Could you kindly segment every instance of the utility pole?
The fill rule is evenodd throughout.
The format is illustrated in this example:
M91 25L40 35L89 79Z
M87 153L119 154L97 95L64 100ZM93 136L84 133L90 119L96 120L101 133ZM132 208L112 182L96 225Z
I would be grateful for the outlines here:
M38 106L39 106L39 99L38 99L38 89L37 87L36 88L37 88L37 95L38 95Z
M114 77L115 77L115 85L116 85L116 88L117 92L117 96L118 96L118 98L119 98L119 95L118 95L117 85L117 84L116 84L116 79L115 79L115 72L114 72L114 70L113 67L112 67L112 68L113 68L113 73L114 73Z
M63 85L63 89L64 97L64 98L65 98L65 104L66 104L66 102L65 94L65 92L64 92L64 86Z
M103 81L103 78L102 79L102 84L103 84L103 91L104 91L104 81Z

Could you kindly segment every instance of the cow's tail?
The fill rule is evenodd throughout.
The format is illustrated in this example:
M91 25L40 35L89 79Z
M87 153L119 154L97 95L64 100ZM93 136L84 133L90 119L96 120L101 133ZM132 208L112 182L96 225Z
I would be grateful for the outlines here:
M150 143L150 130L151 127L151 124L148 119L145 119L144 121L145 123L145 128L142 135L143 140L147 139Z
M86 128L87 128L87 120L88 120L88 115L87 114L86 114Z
##########
▶ Task goal:
Rewrite the data from the line containing "Could you kindly segment every instance of the cow's" through the end, replacing "outlines" with "polygons" and leaving everything else unchanged.

▶ Answer below:
Could you kindly segment every instance of the cow's tail?
The fill rule is evenodd throughout.
The format is illustrated in this example:
M91 25L40 35L89 79Z
M87 153L119 154L97 95L64 100ZM93 136L84 133L90 119L96 120L101 133ZM132 208L112 182L96 225Z
I would be grateful for the polygons here:
M150 143L150 130L151 127L151 124L148 119L145 119L144 121L145 123L145 128L142 135L143 140L147 139Z
M86 128L87 128L87 120L88 120L88 115L87 114L86 114Z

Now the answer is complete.